# What you need to do
Print every one of the records below, word for word and line for line, without changing anything.

<<<<

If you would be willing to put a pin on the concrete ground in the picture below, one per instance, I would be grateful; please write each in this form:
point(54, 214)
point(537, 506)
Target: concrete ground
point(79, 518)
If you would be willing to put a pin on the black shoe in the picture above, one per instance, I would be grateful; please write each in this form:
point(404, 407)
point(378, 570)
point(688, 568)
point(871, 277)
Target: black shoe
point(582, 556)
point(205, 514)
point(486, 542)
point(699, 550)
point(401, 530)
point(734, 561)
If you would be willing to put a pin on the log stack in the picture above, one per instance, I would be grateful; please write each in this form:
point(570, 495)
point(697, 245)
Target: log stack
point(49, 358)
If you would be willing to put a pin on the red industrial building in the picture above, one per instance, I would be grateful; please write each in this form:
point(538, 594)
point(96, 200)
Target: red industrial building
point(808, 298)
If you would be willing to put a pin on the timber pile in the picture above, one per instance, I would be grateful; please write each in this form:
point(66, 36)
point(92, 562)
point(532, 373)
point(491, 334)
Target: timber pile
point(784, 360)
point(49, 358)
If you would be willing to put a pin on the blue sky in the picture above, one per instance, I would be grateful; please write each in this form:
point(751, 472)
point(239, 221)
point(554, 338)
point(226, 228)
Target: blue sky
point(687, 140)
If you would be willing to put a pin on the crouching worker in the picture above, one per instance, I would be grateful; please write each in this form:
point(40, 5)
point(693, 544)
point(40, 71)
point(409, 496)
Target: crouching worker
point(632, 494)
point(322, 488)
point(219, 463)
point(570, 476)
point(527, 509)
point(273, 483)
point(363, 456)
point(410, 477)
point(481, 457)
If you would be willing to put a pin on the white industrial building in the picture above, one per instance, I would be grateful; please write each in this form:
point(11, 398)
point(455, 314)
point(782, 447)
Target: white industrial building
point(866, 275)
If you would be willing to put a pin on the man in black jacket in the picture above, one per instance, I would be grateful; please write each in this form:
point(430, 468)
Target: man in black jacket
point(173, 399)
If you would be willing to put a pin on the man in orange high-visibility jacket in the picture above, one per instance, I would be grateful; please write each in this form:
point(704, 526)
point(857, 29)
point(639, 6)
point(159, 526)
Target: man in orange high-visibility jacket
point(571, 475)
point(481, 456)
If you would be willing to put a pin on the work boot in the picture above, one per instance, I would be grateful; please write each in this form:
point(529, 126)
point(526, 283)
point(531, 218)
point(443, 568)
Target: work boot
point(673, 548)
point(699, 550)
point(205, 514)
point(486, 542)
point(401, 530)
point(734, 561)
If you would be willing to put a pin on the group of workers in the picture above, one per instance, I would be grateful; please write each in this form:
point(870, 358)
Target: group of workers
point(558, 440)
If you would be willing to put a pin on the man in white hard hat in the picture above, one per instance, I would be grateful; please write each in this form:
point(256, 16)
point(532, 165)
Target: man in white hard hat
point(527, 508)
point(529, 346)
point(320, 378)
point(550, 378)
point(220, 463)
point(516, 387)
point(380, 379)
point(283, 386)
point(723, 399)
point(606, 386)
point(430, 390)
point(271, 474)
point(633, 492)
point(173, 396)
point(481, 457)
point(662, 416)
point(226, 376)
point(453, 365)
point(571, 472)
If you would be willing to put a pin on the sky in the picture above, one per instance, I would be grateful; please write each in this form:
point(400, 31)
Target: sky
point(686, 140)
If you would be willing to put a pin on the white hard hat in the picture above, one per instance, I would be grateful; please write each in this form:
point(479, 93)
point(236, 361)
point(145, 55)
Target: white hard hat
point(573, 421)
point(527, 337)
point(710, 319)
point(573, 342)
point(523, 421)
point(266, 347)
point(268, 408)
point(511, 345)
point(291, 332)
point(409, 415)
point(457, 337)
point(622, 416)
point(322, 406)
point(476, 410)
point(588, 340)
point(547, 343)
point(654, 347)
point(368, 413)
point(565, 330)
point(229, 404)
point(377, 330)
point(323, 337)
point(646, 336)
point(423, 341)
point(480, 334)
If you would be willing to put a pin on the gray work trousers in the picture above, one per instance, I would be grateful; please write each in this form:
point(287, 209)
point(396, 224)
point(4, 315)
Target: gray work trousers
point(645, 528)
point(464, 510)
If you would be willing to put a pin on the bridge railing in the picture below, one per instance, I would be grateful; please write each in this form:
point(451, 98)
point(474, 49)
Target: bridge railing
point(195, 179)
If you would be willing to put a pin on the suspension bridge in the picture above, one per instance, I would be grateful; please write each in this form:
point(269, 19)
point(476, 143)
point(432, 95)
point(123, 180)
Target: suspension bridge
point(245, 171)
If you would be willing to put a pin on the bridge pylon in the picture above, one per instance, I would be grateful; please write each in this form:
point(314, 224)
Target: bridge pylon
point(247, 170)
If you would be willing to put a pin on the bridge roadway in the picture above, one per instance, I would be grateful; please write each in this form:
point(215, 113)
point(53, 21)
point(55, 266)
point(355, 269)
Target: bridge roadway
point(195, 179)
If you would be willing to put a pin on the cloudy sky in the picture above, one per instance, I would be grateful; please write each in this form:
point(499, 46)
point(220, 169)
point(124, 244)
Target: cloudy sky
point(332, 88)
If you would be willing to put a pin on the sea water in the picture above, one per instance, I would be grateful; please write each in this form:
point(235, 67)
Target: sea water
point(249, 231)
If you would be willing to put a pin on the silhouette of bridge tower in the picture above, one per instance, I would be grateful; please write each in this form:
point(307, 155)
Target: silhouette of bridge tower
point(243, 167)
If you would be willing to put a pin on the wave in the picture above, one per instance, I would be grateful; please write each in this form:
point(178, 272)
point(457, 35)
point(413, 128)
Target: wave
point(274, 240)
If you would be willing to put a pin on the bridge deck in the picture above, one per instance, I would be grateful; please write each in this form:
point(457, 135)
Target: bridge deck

>>>>

# Exercise output
If you would be willing to put a pin on the concrete ground in the picture below, one per instance, I would be grateful; please write each in this form:
point(54, 214)
point(537, 506)
Target: concrete ground
point(79, 518)
If you would be willing to put a pin on the black shoe in the picture above, one per instance, I would be grateful; please write each in this form:
point(404, 407)
point(378, 570)
point(688, 568)
point(871, 277)
Target: black shoe
point(582, 556)
point(205, 514)
point(486, 542)
point(699, 550)
point(401, 530)
point(734, 561)
If you would be willing to put a pin on the log stack in the picture above, one per instance, I would be grateful; please write each in this form:
point(570, 495)
point(697, 245)
Target: log stack
point(49, 358)
If you would be willing to put a pin on the red industrial building in the picture above, one per instance, I would be grateful; please write each in this form:
point(538, 594)
point(96, 200)
Target: red industrial building
point(808, 298)
If you would be willing to put a pin on the timber pile in the picture above, one per instance, I would be grateful; please write each in this form:
point(66, 36)
point(92, 562)
point(532, 373)
point(491, 334)
Target: timber pile
point(784, 360)
point(49, 358)
If you would be willing to put a pin on the blue sky in the picture above, one per instance, I would be grateful; please write each in this form:
point(751, 472)
point(239, 221)
point(554, 338)
point(226, 228)
Target: blue sky
point(687, 140)
If you would be willing to put a pin on the crouching worker in the picture above, one per instance, I would be grateful; please write each in this form:
point(40, 5)
point(693, 544)
point(40, 71)
point(409, 496)
Target: crouching worker
point(632, 494)
point(322, 488)
point(219, 463)
point(570, 476)
point(527, 509)
point(273, 483)
point(363, 456)
point(410, 477)
point(481, 457)
If you would be willing to put a pin on the white industrial building in the picture above, one per instance, I would be grateful; please write each in this form:
point(11, 398)
point(455, 314)
point(782, 447)
Target: white industrial building
point(866, 275)
If you would be willing to put a pin on the man in black jacket in the picture above, one per instance, I would be grateful; please write each in this form:
point(430, 468)
Target: man in black jacket
point(173, 399)
If you would be willing to put a pin on the man in orange high-visibility jacket in the picture above, one per instance, I would be grateful; please write each in this form:
point(704, 526)
point(857, 29)
point(639, 6)
point(159, 526)
Target: man in orange high-visibility jacket
point(571, 475)
point(481, 456)
If you would be willing to put a pin on the work boot in the picture above, one per instance, I would be grateful; please write each in this form:
point(529, 126)
point(526, 283)
point(531, 218)
point(443, 568)
Target: work boot
point(673, 548)
point(699, 550)
point(205, 514)
point(486, 542)
point(401, 530)
point(734, 561)
If you would be willing to put a pin on the group of workers in the picture above, one per instance, I would be grateful; please write each in this form:
point(870, 358)
Target: group of workers
point(558, 440)
If you would be willing to put a pin on the man in white hard hat in the picture above, one per instance, I would be grateful; please write each in this form:
point(256, 16)
point(532, 165)
Target: man in white hard hat
point(527, 508)
point(529, 346)
point(320, 378)
point(550, 378)
point(220, 463)
point(516, 387)
point(380, 379)
point(283, 386)
point(723, 399)
point(606, 386)
point(430, 390)
point(271, 474)
point(633, 492)
point(173, 396)
point(481, 457)
point(662, 416)
point(226, 376)
point(453, 365)
point(571, 472)
If you would be willing to put a pin on the sky in the picture above, one per instance, I would be grateful; please write each in this form:
point(400, 31)
Target: sky
point(686, 140)
If you would be willing to put a pin on the white hard hat in the picture above, one per instance, I would be grateful; please write each in this form:
point(479, 93)
point(236, 361)
point(145, 55)
Target: white hard hat
point(573, 421)
point(527, 337)
point(710, 319)
point(573, 342)
point(523, 421)
point(266, 347)
point(268, 408)
point(511, 345)
point(291, 332)
point(409, 415)
point(457, 337)
point(622, 416)
point(322, 406)
point(476, 410)
point(588, 340)
point(547, 343)
point(654, 347)
point(368, 413)
point(565, 330)
point(229, 404)
point(377, 330)
point(323, 337)
point(646, 336)
point(423, 341)
point(480, 334)
If you would be willing to put a pin on the gray work trousers in the picture above, one per instance, I would be grateful; please write each in this form:
point(287, 209)
point(396, 224)
point(4, 315)
Target: gray work trousers
point(645, 528)
point(464, 510)
If you would be willing to put a pin on the bridge railing in the picture below, one per instance, I would be grateful; please write each in this form:
point(451, 98)
point(474, 49)
Target: bridge railing
point(195, 179)
If you would be willing to put a pin on the suspension bridge in the picture above, one per instance, I would be grateful; please write each in this form:
point(269, 19)
point(476, 143)
point(432, 95)
point(123, 180)
Target: suspension bridge
point(245, 171)
If you would be willing to put a pin on the bridge pylon in the picture above, one per instance, I would be grateful; please write each in this form:
point(314, 224)
Target: bridge pylon
point(247, 170)
If you would be willing to put a pin on the bridge roadway in the picture above, one per instance, I would be grateful; please write each in this form:
point(215, 113)
point(53, 21)
point(55, 266)
point(355, 269)
Target: bridge roadway
point(195, 179)
If you would be willing to put a pin on the cloudy sky in the picture above, one per instance, I would be grateful; please write each in this form:
point(499, 46)
point(220, 169)
point(124, 244)
Target: cloudy sky
point(332, 88)
If you would be willing to put a pin on the sea water in the picture above, one per instance, I would be grateful; please write each in this form:
point(235, 67)
Target: sea water
point(249, 231)
If you would be willing to put a pin on the silhouette of bridge tower in the picture above, one per instance, I would be grateful; please write each in this form:
point(307, 155)
Target: silhouette of bridge tower
point(243, 167)
If you would be willing to put a pin on the wave in the picture above, one per instance, I would be grateful; please write each in this form:
point(178, 272)
point(457, 35)
point(413, 128)
Target: wave
point(274, 240)
If you would be willing to put a pin on the bridge deck in the picture above, one per instance, I would be grateful; please write each in this form:
point(457, 135)
Target: bridge deck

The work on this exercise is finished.